» **WORK TO DO**
Edit the records below by replacing "Annotate" with "Mark" everywhere in them, keeping everything else unchanged, and leave the pictures out of your answer.

++++ DATA ENTRIES

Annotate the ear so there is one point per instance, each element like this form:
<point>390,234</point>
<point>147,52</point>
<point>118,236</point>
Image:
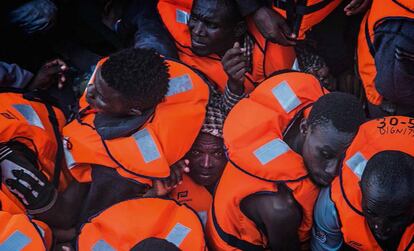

++++++++

» **RESULT FOR THIS EXERCISE**
Mark the ear so there is one point per instance, each element like this form:
<point>390,234</point>
<point>147,52</point>
<point>118,236</point>
Image:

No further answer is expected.